= Work item =
State how many lines in the entries below contain "green". Write nothing but the number.

= Material provided =
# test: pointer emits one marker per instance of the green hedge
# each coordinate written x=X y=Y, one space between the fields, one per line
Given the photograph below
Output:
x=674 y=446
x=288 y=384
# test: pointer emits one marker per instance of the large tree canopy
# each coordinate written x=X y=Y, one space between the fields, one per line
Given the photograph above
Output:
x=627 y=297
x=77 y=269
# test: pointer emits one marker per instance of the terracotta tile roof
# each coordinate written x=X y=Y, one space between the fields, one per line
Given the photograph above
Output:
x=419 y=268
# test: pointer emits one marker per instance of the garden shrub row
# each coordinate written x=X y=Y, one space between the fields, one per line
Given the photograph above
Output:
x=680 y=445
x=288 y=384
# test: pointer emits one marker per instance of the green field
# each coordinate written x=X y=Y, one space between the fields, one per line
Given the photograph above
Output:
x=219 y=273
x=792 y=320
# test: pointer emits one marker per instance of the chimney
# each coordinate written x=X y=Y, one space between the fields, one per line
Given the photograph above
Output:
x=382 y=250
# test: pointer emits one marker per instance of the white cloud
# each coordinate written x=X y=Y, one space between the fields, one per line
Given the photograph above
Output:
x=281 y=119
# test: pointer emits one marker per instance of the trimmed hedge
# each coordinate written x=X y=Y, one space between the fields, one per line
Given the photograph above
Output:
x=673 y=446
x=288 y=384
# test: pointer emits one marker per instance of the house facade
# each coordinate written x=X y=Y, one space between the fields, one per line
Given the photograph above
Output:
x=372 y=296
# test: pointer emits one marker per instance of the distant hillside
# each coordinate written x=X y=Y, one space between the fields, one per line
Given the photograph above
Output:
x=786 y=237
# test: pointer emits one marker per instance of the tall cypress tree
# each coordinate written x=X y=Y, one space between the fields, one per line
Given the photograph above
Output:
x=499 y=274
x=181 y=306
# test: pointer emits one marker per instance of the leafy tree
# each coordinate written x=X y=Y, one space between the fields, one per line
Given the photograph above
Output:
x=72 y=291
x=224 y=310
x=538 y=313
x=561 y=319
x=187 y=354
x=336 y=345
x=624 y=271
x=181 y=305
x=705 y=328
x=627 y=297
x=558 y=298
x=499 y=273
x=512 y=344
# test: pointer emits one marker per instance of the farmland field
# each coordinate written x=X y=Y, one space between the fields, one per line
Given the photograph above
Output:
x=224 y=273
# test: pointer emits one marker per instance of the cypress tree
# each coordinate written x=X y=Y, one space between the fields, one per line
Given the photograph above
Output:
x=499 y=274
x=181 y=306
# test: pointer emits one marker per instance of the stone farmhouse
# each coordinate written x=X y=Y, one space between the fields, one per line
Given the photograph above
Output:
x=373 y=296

= Reply to the exercise =
2